__SUPPLIED TEXT__.
%%

Beckenham May Queens

More from suburban London, with the crowning of the May Queens for Beckenham, Eden Park, Elmers End, West Wickham and Coney Hall by this year’s London May Queen, after which everyone went to a hall down the road for a nice tea.

Perhaps it was the good weather, or the new camera – a Nikon D300 – but I seemed to take a lot of pictures.

Beckenham May Queens

7 Responses to “Beckenham May Queens”

  1. ChrisL says:

    Hi
    Knew that D300 was going to prove irresistible. :-)
    Tried one today but forgot a CF card to bring home the “souvenirs”
    M8 works fine though, this just around the corner from the camera shop.

    http://www.l-camera-forum.com/leica-forum/architecture/53257-wayfarers-arcade-southport-uk.html#post556001

    PS delete the link if you are unhappy at off site links from comments no offence taken.
    ChrisL

  2. I tried out both the D3 and the D300 shortly after they came out, and the D3 was better.

    But having thought about it long and hard I eventually decided the D300 was a better camera for me.

    Off site links are fine so long as they are photographic, though unless people are members of the l-camera-forum I don’t think they can see your post. I find having to use CornerFix a bit of a nuisance with the M8, but for me it’s hard to justify new lenses that wouldn’t need it. The M8 files were certainly a bit sharper than the D200, but I think the D300 will run it closer, and is certainly better at high ISO. But of course they are really different cameras, not comparable.

    Peter

  3. ChrisL says:

    Doh! forgot about the Leica forum not showing pictures to visitors, I’ve never found out why.
    The web consensus (not counting the extremes on both sides) seems to be M8=D3. I would fancy the Zeiss glass (primes, no auto focus) on the Nikon but then I’m still not really over my Ansel Adams quality counts/minolta spotmeter phase. I thought the focus on the D300 was very impressive indeed.

  4. At IS0 160 or even 320 the M8 may give similar resolution to the D3 or D300, but really the Leica falls way behind at higher ISO. The D300 is as good at 1600 as the M8 at 640 in most respects, and the D3 better still. Nikon colour is considerably better in my opinion, and Leica’s auto white balance often pathetic.

    One of my friends has a Zeiss lens on his Nikon, doesn’t seem a lot different to the equivalent Nikon to me, but I look at pictures not test charts. He’s happier with it than the Nikon, but I expect he had dropped that a few times.

    I use a Leica because it’s the best tool for some jobs, but the M8 rather less so than the M2 or CLE. I don’t think they’ve really though about lenses for digital either – or we would have had a reasonably priced 21mm f2.8. And it’s totally short-sighted of them not to allow for the use of non-coded wide lenses through firmware. Etc …

    Peter

  5. ChrisL says:

    Having four lenses for my M6 it made sense to get an M8 rather than sell the lenses. I did buy a 90mm Elmarit M for a good price, circa £400, but Solms wanted £350 to “check and calibrate” brfore coding. As it tested 100% OK for me and it was a 90 I forwent that pleasure. WB is better now but as I shoot jpeg + RAW I’m not too bothered. As you say for what it does well it does it very well. I get excellent files from my P20/Hasselblad V (another link- but no restrictions on this one)

%%

__SUPPLIED ENTRIES__.
%%

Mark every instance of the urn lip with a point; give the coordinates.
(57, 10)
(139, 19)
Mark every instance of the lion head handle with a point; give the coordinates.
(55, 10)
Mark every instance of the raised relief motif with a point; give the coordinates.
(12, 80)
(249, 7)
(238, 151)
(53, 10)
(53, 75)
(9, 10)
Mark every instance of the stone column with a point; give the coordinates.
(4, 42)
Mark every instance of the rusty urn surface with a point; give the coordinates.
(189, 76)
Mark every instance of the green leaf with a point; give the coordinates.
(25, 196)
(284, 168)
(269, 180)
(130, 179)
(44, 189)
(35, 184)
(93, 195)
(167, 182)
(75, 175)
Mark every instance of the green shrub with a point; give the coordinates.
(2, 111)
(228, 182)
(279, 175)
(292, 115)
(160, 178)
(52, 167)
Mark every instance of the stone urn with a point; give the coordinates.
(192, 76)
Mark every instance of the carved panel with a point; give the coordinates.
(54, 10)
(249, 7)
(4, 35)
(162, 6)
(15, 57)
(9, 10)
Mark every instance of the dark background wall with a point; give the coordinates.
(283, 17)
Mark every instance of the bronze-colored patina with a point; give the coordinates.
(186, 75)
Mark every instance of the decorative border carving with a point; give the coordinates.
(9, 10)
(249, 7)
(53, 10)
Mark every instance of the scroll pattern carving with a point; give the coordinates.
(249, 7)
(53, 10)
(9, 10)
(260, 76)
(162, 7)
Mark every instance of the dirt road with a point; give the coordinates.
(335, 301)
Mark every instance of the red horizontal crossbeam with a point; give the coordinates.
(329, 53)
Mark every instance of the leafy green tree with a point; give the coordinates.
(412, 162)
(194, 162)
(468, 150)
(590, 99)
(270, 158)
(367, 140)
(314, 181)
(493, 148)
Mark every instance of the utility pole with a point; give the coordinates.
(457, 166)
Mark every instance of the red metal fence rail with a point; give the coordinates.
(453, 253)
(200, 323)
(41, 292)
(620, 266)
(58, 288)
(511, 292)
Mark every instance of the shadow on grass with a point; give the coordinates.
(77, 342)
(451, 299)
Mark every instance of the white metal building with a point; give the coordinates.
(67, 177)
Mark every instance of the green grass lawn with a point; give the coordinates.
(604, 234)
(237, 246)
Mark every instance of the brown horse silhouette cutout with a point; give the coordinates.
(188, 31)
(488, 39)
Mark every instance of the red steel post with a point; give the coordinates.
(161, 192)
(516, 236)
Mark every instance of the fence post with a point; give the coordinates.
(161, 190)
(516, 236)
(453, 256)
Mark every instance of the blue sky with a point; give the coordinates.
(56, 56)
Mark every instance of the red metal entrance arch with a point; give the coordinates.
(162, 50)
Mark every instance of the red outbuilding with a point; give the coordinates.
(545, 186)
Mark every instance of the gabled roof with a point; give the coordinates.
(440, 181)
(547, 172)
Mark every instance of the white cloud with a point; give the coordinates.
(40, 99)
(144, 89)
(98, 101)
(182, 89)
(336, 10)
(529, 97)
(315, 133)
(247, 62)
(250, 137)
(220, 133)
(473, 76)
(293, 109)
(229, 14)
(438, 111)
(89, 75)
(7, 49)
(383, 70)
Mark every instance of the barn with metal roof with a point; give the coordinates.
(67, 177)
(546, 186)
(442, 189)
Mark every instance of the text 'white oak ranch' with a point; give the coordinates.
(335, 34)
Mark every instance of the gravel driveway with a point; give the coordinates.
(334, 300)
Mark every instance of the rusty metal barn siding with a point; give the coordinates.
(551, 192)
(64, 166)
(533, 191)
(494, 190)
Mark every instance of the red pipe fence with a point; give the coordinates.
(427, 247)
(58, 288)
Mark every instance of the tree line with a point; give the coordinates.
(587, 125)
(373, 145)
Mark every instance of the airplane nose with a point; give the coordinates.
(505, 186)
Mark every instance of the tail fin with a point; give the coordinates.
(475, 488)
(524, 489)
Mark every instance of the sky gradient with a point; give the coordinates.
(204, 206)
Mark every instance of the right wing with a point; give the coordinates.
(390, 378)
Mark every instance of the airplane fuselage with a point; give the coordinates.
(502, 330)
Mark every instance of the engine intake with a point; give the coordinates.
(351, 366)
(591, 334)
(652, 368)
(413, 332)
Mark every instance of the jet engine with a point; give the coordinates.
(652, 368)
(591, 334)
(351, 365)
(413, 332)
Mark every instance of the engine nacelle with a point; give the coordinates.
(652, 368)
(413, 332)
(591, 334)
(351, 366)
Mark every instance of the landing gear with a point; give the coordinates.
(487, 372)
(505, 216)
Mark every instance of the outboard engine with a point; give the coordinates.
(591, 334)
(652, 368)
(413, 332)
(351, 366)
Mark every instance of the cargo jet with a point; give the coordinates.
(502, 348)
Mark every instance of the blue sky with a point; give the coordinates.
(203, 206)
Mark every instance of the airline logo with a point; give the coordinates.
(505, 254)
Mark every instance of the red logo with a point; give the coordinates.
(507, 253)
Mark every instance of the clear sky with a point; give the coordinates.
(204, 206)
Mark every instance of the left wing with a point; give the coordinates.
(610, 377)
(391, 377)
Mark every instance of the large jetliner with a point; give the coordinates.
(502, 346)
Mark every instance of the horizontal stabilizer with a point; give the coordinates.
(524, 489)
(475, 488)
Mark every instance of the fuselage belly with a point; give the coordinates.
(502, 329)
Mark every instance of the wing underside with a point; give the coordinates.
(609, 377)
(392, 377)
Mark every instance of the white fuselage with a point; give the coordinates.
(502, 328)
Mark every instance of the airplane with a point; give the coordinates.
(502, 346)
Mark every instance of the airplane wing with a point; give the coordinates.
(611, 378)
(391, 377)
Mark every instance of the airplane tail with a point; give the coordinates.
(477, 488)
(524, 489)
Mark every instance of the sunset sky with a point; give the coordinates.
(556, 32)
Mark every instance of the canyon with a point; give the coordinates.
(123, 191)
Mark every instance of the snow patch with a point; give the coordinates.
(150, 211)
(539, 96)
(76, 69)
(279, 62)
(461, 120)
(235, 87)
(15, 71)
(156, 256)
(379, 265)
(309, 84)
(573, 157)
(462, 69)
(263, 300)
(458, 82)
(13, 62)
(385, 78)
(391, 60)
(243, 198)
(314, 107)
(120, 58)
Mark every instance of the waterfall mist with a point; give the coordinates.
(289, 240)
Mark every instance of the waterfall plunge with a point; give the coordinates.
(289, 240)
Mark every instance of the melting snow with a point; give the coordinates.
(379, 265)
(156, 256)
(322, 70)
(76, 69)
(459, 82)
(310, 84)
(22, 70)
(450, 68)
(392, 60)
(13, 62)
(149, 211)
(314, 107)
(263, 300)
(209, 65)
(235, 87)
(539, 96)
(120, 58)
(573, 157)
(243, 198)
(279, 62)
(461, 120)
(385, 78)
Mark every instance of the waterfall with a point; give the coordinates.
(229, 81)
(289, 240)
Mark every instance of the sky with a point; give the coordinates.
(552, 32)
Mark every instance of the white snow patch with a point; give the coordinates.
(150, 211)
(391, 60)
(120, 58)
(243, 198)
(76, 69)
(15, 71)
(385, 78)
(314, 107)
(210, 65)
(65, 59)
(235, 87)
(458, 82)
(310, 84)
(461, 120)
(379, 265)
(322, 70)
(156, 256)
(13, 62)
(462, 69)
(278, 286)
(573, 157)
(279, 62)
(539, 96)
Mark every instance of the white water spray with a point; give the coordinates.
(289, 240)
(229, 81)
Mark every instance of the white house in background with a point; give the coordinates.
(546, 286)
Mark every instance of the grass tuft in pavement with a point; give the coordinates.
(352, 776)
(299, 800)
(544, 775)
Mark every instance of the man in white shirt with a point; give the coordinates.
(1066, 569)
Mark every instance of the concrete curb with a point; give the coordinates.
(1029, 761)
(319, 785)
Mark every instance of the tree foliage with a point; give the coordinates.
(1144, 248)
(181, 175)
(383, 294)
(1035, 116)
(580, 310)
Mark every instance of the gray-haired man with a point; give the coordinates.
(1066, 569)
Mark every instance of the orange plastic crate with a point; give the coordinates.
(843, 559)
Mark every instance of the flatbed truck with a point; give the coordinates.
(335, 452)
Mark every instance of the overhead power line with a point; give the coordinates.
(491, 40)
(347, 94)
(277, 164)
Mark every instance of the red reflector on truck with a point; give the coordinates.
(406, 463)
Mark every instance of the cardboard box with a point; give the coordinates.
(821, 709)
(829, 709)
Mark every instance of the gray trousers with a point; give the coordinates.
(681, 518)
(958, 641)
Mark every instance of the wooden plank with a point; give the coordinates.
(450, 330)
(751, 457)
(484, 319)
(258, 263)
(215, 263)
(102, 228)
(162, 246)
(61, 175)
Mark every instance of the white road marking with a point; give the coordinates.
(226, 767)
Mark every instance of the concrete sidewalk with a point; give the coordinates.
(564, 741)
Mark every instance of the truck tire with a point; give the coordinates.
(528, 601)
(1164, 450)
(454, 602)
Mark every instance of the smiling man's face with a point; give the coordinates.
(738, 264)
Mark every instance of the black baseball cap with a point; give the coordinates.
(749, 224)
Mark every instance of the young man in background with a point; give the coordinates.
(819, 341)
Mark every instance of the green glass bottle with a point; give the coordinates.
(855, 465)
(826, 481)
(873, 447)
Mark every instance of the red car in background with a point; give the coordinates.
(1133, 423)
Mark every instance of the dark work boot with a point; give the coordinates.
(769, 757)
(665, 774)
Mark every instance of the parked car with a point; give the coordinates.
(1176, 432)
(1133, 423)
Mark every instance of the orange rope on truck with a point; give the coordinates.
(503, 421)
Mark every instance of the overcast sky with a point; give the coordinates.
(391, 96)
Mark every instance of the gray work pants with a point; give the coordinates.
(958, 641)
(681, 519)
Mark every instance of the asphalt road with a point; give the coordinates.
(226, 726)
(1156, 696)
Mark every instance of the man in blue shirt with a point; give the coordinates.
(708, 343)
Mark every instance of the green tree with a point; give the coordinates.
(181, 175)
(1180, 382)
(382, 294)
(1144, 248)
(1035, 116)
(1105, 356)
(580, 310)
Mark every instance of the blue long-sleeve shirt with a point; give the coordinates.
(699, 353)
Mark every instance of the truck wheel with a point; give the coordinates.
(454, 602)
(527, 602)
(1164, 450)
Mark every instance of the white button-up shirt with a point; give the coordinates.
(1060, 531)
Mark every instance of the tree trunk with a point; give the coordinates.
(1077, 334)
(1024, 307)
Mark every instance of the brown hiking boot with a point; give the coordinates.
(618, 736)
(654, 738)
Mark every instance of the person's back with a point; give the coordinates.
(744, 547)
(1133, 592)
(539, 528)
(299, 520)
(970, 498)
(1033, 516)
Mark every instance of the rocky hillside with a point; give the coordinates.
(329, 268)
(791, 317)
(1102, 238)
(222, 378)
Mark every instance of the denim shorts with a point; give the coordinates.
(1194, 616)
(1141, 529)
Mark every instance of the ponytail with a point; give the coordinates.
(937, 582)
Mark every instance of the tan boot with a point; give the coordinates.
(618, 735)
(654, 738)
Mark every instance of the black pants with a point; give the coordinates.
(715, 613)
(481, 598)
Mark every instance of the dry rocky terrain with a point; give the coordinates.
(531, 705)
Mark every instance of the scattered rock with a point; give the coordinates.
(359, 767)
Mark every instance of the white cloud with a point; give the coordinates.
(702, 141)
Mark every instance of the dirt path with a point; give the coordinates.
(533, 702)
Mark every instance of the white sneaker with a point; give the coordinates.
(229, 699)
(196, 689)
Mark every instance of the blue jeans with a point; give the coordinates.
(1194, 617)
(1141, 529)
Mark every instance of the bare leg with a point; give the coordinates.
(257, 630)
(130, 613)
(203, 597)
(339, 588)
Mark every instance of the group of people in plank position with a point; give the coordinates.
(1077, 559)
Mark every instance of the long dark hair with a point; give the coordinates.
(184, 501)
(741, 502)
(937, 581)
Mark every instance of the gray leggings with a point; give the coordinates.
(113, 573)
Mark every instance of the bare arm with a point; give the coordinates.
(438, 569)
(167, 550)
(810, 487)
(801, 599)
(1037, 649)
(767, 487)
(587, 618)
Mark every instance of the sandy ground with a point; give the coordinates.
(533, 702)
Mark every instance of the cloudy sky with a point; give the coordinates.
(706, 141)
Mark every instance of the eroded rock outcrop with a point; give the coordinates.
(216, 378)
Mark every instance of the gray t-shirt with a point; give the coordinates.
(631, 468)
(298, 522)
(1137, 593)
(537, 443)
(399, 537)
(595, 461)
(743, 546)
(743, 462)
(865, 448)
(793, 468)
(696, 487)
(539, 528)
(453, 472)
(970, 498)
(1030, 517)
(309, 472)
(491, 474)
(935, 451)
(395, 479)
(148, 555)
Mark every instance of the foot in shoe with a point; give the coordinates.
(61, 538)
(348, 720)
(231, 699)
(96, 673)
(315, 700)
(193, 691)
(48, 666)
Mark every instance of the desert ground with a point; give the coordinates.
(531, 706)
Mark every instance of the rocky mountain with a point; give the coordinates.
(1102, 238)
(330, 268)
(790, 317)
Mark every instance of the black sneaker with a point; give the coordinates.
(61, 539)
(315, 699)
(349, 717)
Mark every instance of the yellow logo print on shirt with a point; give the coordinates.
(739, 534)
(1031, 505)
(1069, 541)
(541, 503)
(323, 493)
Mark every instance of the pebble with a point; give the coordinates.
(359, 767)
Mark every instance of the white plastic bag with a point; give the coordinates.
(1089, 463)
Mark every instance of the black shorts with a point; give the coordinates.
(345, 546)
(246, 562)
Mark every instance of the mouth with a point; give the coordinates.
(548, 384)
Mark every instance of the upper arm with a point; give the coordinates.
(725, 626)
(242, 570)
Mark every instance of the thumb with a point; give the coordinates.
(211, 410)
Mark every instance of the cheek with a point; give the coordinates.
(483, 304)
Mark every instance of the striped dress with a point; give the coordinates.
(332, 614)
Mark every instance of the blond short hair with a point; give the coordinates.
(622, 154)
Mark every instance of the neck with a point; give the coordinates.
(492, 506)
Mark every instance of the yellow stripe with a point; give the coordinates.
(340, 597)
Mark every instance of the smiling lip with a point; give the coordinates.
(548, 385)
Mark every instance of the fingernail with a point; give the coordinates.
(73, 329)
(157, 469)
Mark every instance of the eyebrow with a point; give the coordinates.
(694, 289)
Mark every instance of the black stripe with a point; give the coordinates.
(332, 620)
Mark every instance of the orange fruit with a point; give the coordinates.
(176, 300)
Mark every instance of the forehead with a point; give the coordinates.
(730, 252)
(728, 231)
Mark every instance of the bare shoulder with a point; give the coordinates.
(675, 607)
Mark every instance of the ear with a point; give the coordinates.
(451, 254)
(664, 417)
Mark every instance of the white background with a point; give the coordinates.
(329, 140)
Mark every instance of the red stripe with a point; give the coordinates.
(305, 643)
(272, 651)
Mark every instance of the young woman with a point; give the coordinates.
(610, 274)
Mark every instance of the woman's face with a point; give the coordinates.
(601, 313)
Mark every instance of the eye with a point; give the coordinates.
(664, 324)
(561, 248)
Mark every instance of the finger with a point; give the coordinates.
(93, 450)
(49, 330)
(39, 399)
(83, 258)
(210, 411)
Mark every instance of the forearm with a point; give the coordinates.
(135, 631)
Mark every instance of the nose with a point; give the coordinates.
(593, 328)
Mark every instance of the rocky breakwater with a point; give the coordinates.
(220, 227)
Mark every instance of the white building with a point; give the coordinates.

%%

__REQUIREMENTS__.
(1) Name each area whose May Queen was crowned, as listed in the Beckenham May Queens post.
(2) Write the next part of the Beckenham May Queens post, picking up right after its final sentence.

__ANSWERS BELOW__.
(1) Beckenham, Eden Park, Elmers End, West Wickham, Coney Hall

(2)
    http://luminous-landscape.com/forum/index.php?showtopic=22425&st=658#
    Post 658, bottom of the page – Orchid

    but then I wouldn’t use them interchangeably.
    Too many people want a one camera solution which is fine if you have a narrow well defined field. Goes back to the SLR marketing when they were sold with enough accessories to tackle anything (not that Leica haven’t been guilty of that either).
    The ease of getting rapid results and viewing them critically close has made the hobby of the technophiles bliss. My P20 files wouldn’t look any better on your blog than your D200 and you certainly wouldn’t like to accommodate the file sizes :-) but my 30 x 30 Orchid on the wall is amazing. The wall size HCB prints at Bradford were more than acceptable and that was around 32ASA B+W in 1934. The man behind the lens though ……
    “You’re a great cook – what pans do you use ? ”
    ChrisL

  6. ChrisL says:

    Just to conclude this story: I did get back, with a CF card the shop to try the D300 again. The only lens “out of the box” was a AF-S DX 18-70mm f/3.5-4.5G from a kit so my expectations were limited. I was, not for the first time nor for the last, wrong. Yes it was under a sunny f8 sky so not taxing in any way but the shots were excellent. I do see what you mean, the camera is somehow eager to shoot. In particular I found the release very good to use making my M8 seem clunky (I do have a soft release on that as well). I do want to try a D3 before I commit as they are dropping nicely now (http://www.camerapricebuster.co.uk/prod584.html). There is trade show in Manchester in June so it’s off with the trusty CF again.

  7. In terms of image quality the D3 will win, at least with good lenses, as I found, so the test with a CF card may be a foregone conclusion.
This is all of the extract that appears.